-- Extracted text --

Up-to-date information for employers on topics and issues that may affect workplace operations. The posts are current as of the date of the posting.


by Jennifer Brown Shaw and Matthew J. Roberts | The Daily Recorder | December 26, 2017

This article is Part 1 of a two-part series providing an overview of new California employment laws.

Several new laws taking effect in 2018 will affect how California employers do business.  This two-part article summarizes key changes that employers can expect and suggests ways to comply. Unless otherwise noted, these laws will take effect on January 1, 2018.

Applicant’s Salary History – AB 163

AB 163 nearly eliminates the use of an applicant’s salary history in employment decisions. The law prohibits all California employers from relying upon an applicant’s salary history information as a factor in offering employment, or the salary to offer an applicant.  California employers also will be prohibited from seeking the salary history of an applicant, directly or indirectly. Applicants may still voluntarily provide their salary history, though at the employer’s request. Even if the applicant voluntarily supplies his or her salary history, the law still prohibits the employer from using the salary history as the sole factor in creating pay disparity for a position.

Applicant’s Conviction History – AB 1008

AB 1008 changes how a California employer with five or more employees may use an applicant’s conviction history in employment decisions.

The law will specifically prohibit California employers from asking any question on a job application that seeks an applicant’s conviction history before the employer makes a conditional offer of employment.  This prohibition also extends to any other inquiry into an applicant’s conviction history before a conditional offer of employment, such as during an interview. (A “conditional” offer is “conditioned” on, for example, providing eligibility to work in the U.S., passing a reference check, or passing a background check.)

The employer may perform a criminal background check after making a conditional job offer. However, an employer may not consider or share information regarding an arrest that did not result in a conviction; referral to a pre- or post-trial diversion program; or convictions that have been sealed, dismissed, expunged or otherwise discharged.

The new law requires employers to make an individualized assessment of an applicant’s conviction history before making a final decision. The assessment is based factors related to the nature of the conviction and the job duties the applicant is expected to perform. If an employer decides to rescind a conditional offer of employment based on the applicant’s conviction history, the employer must notify the applicant in writing and provide the applicant five business days to respond.

-- Questions on the material --
1. In the article on new California employment laws, how many employees must a California employer have for AB 1008 to apply?
2. Carry on the article on new California employment laws, picking up right after its final sentence.

(Saved data entries)
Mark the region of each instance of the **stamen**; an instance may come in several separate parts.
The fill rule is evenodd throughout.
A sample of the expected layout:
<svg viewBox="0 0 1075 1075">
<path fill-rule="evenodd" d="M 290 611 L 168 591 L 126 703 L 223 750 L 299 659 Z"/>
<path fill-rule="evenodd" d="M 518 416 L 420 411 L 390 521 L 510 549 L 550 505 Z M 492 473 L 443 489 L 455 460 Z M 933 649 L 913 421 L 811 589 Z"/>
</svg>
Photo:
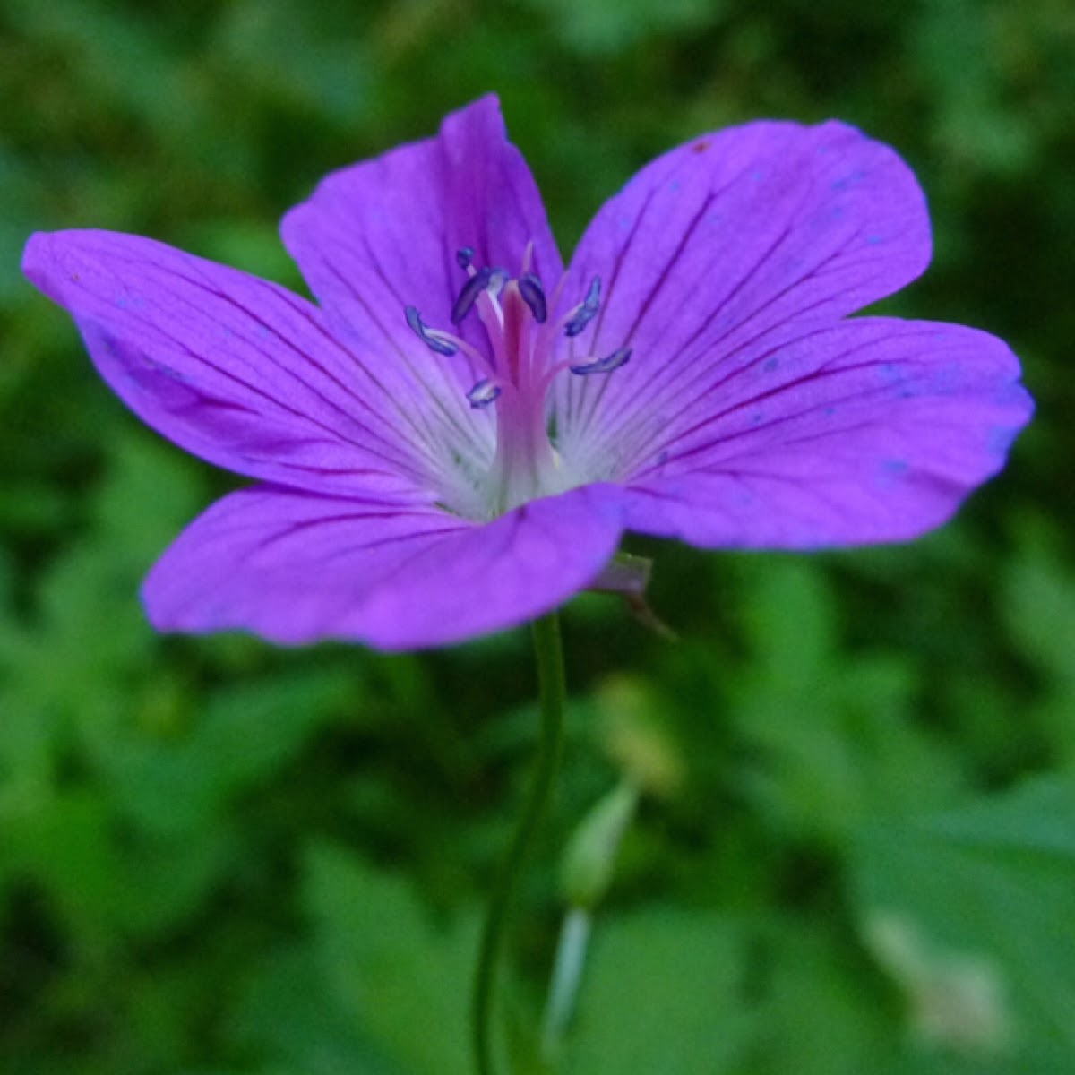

-- Outputs by task --
1. Five or more employees.

2.
If the employer still wishes to withdraw the conditional offer of employment after the applicant’s response to the decision, the employer must notify the applicant again in writing and provide notice of any existing procedure to challenge the final decision, as well as notice of the applicant’s right to file a complaint with the Department of Fair Employment and Housing.

Given this new law and AB 168 discussed above, It is vital that employers redesign paper or online applications, change interview scripts and procedures for setting compensation, and retrain hiring managers on this new law before its effective date.  Employers also must ensure that their background check forms and letters comply with the Fair Credit Reporting Act, existing state laws, and AB 1008.

New Parental Leave Act – SB 63

SB 63 provides job-protected leave to parents of a newborn. The law incorporates many of the provisions of the California Family Rights Act, but extends that law’s parental leave provision to employers with 20-49 employees within a 75 mile radius from the new parent’s workplace.

An employer covered by SB 63 must provide 12 weeks of job-protected leave to parents of a newborn. The employee is eligible for this leave upon working at least 1,250 hours and for the preceding 12 months for the same employer.

The leave may be taken solely due to the birth of the new child, not for any serious health conditions. The leave may also be taken any time up to one year following the birth of the child. Employers must continue group health benefits coverage for the duration of this leave and may not retaliate against employees for exercising their rights under this law.

It is important that smaller employers provide updated training to their HR professionals and managers regarding leave policies as well as updating their employee handbooks accordingly.  In addition, small employers should consider how to address the forms and letters that larger employers use to administer the federal Family Medical Leave Act and California Family Rights Act leaves.

Updated AB 1825 (Sexual Harassment) Training – SB 396

Employers required to provide mandatory AB 1825 sexual harassment training must update their training materials and training program to include subject matter on gender identity, gender expression, and sexual orientation. The training must include practical examples of harassment based on gender identity, gender expression, and sexual orientation, and the training must be provided by a trainer with knowledge and expertise in those areas.

Employers will be required to display a Department of Fair Employment and Housing authorized poster regarding transgender rights.